Objective: Lay out the stretch of data from its first line through the line containing "point(315, 171)" as a numbered list, leaving out blank lines.

>> BEGIN Dataset records

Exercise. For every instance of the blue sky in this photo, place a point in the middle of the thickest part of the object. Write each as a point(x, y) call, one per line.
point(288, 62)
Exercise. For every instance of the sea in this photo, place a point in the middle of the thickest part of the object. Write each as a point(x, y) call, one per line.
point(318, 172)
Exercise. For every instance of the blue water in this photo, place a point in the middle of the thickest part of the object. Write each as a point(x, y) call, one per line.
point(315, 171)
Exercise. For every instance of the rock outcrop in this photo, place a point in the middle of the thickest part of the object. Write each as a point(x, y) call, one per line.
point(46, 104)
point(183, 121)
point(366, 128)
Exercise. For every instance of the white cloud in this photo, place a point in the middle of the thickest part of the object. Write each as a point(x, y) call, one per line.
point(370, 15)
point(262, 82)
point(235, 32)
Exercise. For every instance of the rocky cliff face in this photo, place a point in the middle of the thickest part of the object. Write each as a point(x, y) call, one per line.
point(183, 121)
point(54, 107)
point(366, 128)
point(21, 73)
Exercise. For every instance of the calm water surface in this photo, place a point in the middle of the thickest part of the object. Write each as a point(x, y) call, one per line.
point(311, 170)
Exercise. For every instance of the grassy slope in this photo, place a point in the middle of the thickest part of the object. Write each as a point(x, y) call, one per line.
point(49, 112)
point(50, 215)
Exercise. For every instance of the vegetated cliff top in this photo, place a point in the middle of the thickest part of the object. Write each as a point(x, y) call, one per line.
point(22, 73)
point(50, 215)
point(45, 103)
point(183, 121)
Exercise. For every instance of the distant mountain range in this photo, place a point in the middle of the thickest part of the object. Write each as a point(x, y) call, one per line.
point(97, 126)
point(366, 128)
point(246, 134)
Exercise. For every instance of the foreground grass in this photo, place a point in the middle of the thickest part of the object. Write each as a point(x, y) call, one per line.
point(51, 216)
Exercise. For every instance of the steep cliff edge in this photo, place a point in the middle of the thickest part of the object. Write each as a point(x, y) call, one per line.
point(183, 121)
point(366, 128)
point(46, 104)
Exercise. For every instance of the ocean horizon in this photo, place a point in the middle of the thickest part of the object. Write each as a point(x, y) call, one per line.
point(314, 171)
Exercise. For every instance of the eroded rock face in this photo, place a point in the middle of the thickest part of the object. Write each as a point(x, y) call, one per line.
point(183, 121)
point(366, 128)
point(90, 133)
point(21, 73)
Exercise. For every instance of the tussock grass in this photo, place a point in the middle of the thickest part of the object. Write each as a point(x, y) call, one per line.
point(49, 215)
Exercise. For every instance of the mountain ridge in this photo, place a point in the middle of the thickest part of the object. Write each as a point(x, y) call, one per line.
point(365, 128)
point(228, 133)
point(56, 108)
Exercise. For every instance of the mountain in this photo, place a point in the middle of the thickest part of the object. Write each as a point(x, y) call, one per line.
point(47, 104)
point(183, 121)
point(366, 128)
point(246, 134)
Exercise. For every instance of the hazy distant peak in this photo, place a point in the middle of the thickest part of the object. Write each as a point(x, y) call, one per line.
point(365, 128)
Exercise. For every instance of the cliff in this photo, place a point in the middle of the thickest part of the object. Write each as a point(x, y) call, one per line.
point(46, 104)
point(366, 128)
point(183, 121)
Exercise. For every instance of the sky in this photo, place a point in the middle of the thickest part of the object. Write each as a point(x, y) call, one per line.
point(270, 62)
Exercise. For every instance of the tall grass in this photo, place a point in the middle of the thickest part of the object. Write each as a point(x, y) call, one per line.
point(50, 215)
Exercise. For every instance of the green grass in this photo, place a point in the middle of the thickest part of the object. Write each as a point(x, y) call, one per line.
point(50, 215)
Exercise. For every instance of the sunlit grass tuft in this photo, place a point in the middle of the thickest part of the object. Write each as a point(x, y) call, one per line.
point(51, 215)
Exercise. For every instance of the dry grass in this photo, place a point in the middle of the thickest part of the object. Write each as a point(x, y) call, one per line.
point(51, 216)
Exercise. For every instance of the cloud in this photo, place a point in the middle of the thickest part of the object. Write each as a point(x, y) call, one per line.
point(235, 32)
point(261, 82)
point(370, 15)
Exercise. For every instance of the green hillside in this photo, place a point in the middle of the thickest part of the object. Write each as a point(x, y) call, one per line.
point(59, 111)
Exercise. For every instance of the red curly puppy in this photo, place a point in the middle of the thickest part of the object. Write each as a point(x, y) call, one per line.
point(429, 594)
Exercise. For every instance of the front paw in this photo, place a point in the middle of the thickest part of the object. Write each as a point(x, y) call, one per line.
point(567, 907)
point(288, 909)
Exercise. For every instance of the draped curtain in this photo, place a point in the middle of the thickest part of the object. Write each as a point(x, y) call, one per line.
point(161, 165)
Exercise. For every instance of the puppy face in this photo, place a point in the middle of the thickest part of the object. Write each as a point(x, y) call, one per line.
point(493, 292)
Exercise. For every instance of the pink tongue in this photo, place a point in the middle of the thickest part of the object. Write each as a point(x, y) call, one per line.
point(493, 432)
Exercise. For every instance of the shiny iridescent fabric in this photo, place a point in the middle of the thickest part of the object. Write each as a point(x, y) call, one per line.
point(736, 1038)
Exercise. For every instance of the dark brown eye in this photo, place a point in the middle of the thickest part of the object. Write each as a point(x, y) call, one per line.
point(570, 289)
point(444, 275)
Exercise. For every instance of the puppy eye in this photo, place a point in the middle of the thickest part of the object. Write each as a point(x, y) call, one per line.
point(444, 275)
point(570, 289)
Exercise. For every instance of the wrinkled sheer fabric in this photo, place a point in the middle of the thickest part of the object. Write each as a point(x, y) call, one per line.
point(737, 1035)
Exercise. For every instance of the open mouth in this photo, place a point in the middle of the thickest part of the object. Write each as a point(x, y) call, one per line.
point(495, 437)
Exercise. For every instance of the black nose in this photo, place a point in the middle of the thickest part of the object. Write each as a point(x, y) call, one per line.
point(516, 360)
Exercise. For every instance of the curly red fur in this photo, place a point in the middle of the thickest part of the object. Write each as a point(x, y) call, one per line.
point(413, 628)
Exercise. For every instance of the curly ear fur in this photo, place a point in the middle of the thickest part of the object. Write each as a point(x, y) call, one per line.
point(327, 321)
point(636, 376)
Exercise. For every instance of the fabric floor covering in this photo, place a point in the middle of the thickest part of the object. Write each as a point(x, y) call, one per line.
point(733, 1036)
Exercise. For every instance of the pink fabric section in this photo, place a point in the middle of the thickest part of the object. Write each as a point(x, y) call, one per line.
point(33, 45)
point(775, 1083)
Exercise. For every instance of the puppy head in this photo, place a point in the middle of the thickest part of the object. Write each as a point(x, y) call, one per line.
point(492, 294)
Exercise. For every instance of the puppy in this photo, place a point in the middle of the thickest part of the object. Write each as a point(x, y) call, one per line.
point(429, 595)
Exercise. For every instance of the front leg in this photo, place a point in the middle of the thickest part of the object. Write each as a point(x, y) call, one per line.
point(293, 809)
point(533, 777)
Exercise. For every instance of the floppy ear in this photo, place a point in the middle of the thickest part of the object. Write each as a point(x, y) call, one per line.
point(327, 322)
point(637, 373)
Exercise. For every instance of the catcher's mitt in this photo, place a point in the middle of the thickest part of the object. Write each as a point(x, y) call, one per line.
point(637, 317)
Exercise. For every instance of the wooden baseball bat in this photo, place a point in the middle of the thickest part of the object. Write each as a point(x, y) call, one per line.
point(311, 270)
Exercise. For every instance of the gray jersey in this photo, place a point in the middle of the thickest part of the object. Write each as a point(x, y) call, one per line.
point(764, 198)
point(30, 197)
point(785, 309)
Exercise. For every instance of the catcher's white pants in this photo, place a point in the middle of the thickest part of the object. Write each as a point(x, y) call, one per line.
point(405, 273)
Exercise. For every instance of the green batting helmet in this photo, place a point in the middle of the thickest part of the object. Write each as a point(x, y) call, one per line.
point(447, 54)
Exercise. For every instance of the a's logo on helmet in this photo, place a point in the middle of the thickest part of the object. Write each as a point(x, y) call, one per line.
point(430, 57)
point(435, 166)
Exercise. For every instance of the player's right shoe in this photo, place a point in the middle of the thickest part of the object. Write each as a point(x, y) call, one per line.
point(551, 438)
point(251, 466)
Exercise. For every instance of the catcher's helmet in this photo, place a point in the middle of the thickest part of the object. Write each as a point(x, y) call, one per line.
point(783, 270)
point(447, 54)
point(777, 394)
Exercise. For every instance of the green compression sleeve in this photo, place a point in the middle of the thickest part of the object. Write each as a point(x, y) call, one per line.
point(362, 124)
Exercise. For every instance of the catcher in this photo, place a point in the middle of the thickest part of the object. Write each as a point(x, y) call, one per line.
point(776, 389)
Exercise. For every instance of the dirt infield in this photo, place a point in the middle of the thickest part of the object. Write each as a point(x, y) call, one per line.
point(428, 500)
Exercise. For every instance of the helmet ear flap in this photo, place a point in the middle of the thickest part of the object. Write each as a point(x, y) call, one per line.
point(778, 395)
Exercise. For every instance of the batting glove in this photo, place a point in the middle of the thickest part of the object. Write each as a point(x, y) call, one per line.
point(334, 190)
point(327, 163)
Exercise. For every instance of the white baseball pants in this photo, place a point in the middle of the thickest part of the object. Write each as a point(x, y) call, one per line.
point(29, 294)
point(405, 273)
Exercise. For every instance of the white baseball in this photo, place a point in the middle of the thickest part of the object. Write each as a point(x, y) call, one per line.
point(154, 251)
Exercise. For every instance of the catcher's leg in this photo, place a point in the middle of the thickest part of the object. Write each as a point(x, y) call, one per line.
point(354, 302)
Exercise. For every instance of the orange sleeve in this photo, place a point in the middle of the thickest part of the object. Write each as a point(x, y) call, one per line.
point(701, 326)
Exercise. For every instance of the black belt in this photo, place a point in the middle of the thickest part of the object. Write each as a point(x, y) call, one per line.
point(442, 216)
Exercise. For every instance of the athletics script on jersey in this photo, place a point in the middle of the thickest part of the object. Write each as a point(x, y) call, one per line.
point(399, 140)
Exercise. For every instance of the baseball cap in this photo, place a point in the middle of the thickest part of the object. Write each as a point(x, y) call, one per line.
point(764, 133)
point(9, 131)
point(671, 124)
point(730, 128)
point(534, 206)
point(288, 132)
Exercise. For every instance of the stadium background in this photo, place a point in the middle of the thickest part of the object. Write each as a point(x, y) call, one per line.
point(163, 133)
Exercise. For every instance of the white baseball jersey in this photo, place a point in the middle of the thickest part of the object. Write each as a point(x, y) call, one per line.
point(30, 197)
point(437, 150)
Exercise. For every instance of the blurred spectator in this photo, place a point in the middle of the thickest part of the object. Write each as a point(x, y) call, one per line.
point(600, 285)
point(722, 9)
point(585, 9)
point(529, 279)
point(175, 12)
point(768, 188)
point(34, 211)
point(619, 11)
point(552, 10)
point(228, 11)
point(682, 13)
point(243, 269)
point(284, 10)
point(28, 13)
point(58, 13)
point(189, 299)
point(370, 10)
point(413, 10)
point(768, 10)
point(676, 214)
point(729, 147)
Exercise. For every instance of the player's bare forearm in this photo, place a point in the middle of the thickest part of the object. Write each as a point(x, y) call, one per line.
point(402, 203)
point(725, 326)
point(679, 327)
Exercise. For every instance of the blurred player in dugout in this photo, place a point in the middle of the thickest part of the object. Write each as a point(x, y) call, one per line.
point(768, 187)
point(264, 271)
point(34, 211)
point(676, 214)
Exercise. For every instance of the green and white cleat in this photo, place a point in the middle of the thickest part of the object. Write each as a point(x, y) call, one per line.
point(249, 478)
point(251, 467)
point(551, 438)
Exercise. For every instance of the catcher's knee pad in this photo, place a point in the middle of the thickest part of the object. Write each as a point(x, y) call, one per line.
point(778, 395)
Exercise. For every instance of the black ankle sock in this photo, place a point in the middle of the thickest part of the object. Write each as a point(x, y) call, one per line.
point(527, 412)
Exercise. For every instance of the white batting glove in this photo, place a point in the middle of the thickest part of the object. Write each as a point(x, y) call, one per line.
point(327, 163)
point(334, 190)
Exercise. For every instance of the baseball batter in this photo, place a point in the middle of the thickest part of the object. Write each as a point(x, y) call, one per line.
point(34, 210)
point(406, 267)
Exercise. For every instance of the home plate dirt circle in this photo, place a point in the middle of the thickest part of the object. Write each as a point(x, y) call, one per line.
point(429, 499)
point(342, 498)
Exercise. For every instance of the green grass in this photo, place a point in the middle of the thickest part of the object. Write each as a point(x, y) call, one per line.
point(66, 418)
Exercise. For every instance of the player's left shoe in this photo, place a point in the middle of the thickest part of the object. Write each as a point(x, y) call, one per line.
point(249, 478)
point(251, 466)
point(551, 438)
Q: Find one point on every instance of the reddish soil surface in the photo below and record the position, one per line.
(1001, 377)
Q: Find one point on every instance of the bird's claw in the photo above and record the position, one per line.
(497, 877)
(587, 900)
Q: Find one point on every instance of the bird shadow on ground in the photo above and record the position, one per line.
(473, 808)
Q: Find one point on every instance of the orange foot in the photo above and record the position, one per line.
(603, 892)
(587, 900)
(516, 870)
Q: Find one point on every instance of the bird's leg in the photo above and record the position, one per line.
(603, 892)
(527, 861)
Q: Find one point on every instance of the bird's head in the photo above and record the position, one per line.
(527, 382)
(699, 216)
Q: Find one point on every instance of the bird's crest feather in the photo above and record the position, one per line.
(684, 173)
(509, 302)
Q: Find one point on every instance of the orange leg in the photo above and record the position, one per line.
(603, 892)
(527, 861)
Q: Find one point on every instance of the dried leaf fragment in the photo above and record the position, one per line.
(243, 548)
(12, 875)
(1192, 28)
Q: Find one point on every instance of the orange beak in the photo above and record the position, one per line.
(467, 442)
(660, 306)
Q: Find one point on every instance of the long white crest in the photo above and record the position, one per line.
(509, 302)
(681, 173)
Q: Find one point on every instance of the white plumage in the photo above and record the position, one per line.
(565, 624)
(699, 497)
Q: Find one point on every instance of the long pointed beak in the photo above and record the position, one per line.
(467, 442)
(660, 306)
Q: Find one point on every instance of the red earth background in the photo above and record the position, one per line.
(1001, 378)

>> END Dataset records

Answer for the task:
1. Exercise. For every instance of the blue sky in this photo, place a point in the middle of the thickest part of the object. Write each as a point(x, y) call, one per line.
2. point(288, 62)
3. Exercise. For every instance of the sea in this photo, place a point in the middle of the thickest part of the object. Write each as a point(x, y) call, one per line.
4. point(318, 172)
5. Exercise. For every instance of the blue water in this photo, place a point in the middle of the thickest part of the object. Write each as a point(x, y) call, one per line.
6. point(315, 171)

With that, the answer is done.